- [Job] The entire listing is to be repeated verbatim.
------------------------------------
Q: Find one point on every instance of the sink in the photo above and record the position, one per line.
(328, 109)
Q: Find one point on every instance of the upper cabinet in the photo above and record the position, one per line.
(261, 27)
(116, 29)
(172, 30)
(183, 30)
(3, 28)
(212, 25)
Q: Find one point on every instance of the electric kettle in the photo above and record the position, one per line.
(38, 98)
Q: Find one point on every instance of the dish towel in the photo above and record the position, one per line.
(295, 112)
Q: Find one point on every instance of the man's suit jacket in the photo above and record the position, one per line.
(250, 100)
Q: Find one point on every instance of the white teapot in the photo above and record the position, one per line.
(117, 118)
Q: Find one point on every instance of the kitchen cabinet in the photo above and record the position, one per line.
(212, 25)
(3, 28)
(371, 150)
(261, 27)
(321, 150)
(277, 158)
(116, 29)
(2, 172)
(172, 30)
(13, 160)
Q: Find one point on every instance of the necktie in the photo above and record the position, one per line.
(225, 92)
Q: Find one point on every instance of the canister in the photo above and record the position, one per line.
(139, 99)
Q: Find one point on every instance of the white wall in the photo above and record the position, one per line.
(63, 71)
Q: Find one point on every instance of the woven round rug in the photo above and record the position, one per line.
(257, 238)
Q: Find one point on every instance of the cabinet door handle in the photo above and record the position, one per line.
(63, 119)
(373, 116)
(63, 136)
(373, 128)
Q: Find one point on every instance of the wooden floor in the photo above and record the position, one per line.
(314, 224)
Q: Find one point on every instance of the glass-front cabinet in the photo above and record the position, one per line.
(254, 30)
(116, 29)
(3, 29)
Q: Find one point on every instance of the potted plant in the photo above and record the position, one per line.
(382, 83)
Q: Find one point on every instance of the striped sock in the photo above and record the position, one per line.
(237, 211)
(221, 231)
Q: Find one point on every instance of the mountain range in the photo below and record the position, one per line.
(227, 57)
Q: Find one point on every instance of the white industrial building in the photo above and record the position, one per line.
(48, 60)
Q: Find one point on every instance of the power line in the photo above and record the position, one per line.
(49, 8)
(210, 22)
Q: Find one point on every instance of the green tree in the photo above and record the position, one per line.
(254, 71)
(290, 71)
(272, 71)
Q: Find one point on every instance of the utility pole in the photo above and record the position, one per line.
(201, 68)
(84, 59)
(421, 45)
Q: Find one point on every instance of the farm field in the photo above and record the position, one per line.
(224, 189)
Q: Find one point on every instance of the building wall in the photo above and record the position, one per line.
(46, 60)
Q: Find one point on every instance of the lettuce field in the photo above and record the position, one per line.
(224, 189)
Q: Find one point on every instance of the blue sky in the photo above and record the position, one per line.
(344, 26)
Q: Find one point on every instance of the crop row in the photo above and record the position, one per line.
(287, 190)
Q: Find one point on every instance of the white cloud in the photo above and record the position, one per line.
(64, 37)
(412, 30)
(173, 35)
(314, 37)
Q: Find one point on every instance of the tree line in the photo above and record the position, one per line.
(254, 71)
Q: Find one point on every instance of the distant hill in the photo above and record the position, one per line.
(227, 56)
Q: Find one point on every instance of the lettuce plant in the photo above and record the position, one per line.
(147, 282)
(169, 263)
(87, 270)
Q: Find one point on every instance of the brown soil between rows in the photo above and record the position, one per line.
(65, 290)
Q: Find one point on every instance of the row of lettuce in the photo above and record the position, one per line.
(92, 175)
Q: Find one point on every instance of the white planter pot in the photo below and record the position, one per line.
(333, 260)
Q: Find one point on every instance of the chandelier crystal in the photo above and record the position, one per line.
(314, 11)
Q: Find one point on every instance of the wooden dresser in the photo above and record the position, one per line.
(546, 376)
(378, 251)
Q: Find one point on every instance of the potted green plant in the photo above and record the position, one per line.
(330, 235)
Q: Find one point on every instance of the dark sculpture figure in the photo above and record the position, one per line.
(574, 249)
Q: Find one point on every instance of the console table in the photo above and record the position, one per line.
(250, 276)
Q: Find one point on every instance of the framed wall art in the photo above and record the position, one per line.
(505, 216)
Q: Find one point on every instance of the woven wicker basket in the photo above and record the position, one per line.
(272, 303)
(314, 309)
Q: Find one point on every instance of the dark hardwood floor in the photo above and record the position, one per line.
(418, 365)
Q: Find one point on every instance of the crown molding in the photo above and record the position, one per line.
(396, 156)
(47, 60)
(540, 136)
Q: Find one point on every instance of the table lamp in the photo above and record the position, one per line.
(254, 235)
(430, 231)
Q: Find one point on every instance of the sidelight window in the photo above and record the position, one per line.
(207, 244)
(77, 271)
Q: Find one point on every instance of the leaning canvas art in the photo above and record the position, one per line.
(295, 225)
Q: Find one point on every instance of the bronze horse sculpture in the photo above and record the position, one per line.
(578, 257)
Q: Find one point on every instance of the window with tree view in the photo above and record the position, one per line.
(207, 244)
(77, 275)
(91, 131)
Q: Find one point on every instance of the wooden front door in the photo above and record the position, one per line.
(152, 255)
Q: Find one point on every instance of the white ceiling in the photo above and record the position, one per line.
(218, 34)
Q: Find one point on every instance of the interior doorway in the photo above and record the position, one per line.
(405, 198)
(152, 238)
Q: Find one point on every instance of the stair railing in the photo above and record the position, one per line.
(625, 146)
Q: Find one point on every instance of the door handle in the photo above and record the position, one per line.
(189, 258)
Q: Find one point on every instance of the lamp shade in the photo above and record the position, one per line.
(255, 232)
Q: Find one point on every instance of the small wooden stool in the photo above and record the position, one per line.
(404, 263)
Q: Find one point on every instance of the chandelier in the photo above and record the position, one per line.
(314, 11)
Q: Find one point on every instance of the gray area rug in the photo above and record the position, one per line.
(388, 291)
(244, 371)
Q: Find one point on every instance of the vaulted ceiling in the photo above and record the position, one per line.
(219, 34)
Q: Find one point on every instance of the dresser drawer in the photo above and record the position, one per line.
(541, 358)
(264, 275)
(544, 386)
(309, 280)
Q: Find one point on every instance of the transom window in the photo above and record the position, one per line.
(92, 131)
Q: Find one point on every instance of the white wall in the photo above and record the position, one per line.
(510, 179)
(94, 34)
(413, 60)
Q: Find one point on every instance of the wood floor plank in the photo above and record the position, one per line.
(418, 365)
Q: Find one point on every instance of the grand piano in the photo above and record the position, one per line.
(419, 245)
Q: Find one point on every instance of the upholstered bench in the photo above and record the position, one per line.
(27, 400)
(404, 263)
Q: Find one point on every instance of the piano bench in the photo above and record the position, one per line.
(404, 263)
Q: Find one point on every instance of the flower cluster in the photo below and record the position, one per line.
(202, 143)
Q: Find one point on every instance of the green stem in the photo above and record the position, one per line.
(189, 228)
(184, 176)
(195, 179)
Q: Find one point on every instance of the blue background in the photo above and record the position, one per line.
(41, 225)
------------------------------------
- [Response below]
Q: Find one point on every instance of the sink in the photo above and record the position, one per line.
(328, 109)
Q: Find one point on every instance of the upper cabinet in the photo above and record the position, one per line.
(261, 27)
(116, 29)
(172, 30)
(183, 30)
(3, 28)
(212, 25)
Q: Find one point on every instance of the electric kettle in the photo above and record the position, one per line.
(38, 98)
Q: Find one point on every instance of the dish towel in the photo above and record the position, one per line.
(295, 112)
Q: Find one point on every instance of the man's suit jacket in the photo above and record the position, one per line.
(250, 100)
Q: Find one point on every instance of the white teapot in the photo above and record the position, one per line.
(117, 118)
Q: Find one point on every instance of the kitchen cabinet in the photo above and record the position, one per line.
(212, 25)
(3, 28)
(371, 150)
(261, 27)
(321, 150)
(277, 158)
(116, 29)
(2, 172)
(172, 30)
(13, 160)
Q: Find one point on every instance of the necktie in the photo above and record the position, one per line.
(225, 92)
Q: Find one point on every instance of the canister in the photo above and record the position, one per line.
(139, 99)
Q: Find one point on every instance of the white wall in the photo above and record the position, one per line.
(63, 71)
Q: Find one point on every instance of the woven round rug in the photo above and record the position, one per line.
(257, 238)
Q: Find one point on every instance of the cabinet door handle in the photo above and record the position, one per line.
(63, 119)
(373, 116)
(63, 136)
(373, 128)
Q: Find one point on every instance of the wooden floor in the photo above and record the position, one per line.
(314, 224)
Q: Find one point on every instance of the glass-front cabinet in the photo above and record the position, one per line.
(254, 30)
(116, 29)
(3, 29)
Q: Find one point on every instance of the potted plant in the photo above and record the position, one per line.
(382, 83)
Q: Find one point on every instance of the striped sock in the photo above and record the position, one per line.
(237, 211)
(221, 231)
Q: Find one point on every instance of the mountain range in the photo below and record the position, one per line.
(227, 57)
Q: Find one point on every instance of the white industrial building in the photo above and record the position, one per line.
(48, 60)
Q: Find one point on every instance of the power line in the photo above and record the position, one per line.
(49, 8)
(210, 22)
Q: Find one point on every instance of the green tree in the photo above and record the position, one per line.
(254, 71)
(290, 71)
(272, 71)
Q: Find one point on every instance of the utility pole in the photo above and record the position, one per line.
(201, 68)
(84, 59)
(421, 45)
Q: Find one point on every instance of the farm field in the photo above and record the position, one per line.
(224, 189)
Q: Find one point on every instance of the building wall in the photo above and record the position, one per line.
(46, 60)
Q: Find one point on every instance of the lettuce field in the photo above and record the position, one per line.
(224, 189)
Q: Find one point on every instance of the blue sky in the photo above and record the position, one per line.
(344, 26)
Q: Find one point on every instance of the crop row in the photo above and record the position, one per line.
(287, 190)
Q: Find one point on every instance of the white cloud in the photo above and record the position, one per line.
(64, 37)
(412, 30)
(173, 35)
(314, 37)
Q: Find one point on every instance of the tree line in the photo above and record the position, one per line.
(254, 71)
Q: Find one point on every instance of the distant hill in the photo above and record the position, one per line.
(227, 56)
Q: Find one point on every instance of the lettuce plant in the photo above and record the position, one per line.
(147, 282)
(169, 263)
(87, 270)
Q: Find one point on every instance of the brown soil between rows in the photo above and record the position, one per line.
(65, 290)
Q: Find one point on every instance of the row of lettuce in the photo above and record the position, one per line.
(92, 175)
Q: Find one point on every instance of the white planter pot in the photo below and record the position, one per line.
(333, 260)
Q: Find one point on every instance of the chandelier crystal in the photo above and record the position, one per line.
(314, 11)
Q: Find one point on every instance of the wooden dresser in the photo above and record the position, one per line.
(546, 376)
(378, 251)
Q: Find one point on every instance of the potted green plant in the photo above and record the position, one per line.
(330, 235)
Q: Find one point on every instance of the dark sculpture figure in the photo above and record the position, one per line.
(574, 249)
Q: Find one point on every instance of the console table in the photo above and record the position, one per line.
(250, 276)
Q: Find one point on every instance of the framed wall art in the photo above and record the position, one per line.
(505, 216)
Q: Find one point on every instance of the woven wicker basket in the photo above and record the position, one per line.
(272, 303)
(314, 309)
Q: Find one point on every instance of the dark hardwood floor in the photo above and record the position, one per line.
(418, 365)
Q: Find one point on every instance of the crown molding in the photo above and record the position, one per line.
(396, 156)
(47, 60)
(540, 136)
Q: Find one point on every instance of the table lamp in the photo above and record the position, one per line.
(254, 235)
(430, 231)
Q: Find one point on every instance of the sidelight window in the photo above and record the position, one per line.
(207, 244)
(77, 271)
Q: Find one point on every instance of the leaning canvas art in the photo above and record the position, one per line.
(295, 225)
Q: Find one point on every instance of the bronze horse sculpture in the photo above and record the position, one per line.
(578, 257)
Q: Find one point on every instance of the window with tree view in the photo above and record the position, one per line.
(207, 244)
(77, 275)
(91, 131)
Q: Find one point on every instance of the wooden front door in the photo above and record the position, one per line.
(152, 255)
Q: Find one point on every instance of the white ceiling in the photo above and record the position, one per line.
(218, 34)
Q: Find one point on every instance of the interior doorway in the photo above and record the position, one per line.
(405, 198)
(152, 238)
Q: Find one point on every instance of the stair railing in the photo above and record the position, one per line.
(625, 146)
Q: Find one point on every instance of the door handle in the photo above and record the position, one per line.
(189, 258)
Q: Find one point on every instance of the lamp shade in the photo above and record the position, one per line.
(255, 232)
Q: Find one point on every instance of the small wooden stool in the photo above and record the position, one per line.
(404, 263)
Q: Find one point on every instance of the chandelier in the photo above and record the position, one per line.
(314, 11)
Q: Find one point on every instance of the gray area rug in the photo above and record the position, one per line.
(388, 291)
(244, 371)
Q: Find one point on every instance of the vaulted ceiling in the photo above and record the position, one per line.
(219, 34)
Q: Find one point on every instance of the dresser drawer in the photo above and record the position, one per line.
(541, 358)
(264, 275)
(544, 386)
(309, 280)
Q: Find one point on every instance of the transom window in the photo above and record the position, one per line.
(92, 131)
Q: Find one point on every instance of the white wall in the photo above and record the position, one per line.
(510, 179)
(94, 34)
(413, 60)
Q: Find one point on every instance of the wood floor plank in the photo above and record the position, one per line.
(418, 365)
Q: Find one point on every instance of the grand piano in the photo above and record the position, one per line.
(419, 245)
Q: Find one point on every instance of the upholstered bench in the photo above and record the position, one per line.
(27, 400)
(404, 263)
Q: Find one point on every instance of the piano bench in the photo above and record the position, one per line.
(404, 263)
Q: Find one point on every instance of the flower cluster in the photo below and record the position, one per line.
(202, 143)
Q: Find one point on every instance of the green stem in the photo above and record the position, one per line.
(189, 228)
(184, 176)
(195, 179)
Q: Find one point on every instance of the blue background in the photo above and record the position, one per line.
(41, 225)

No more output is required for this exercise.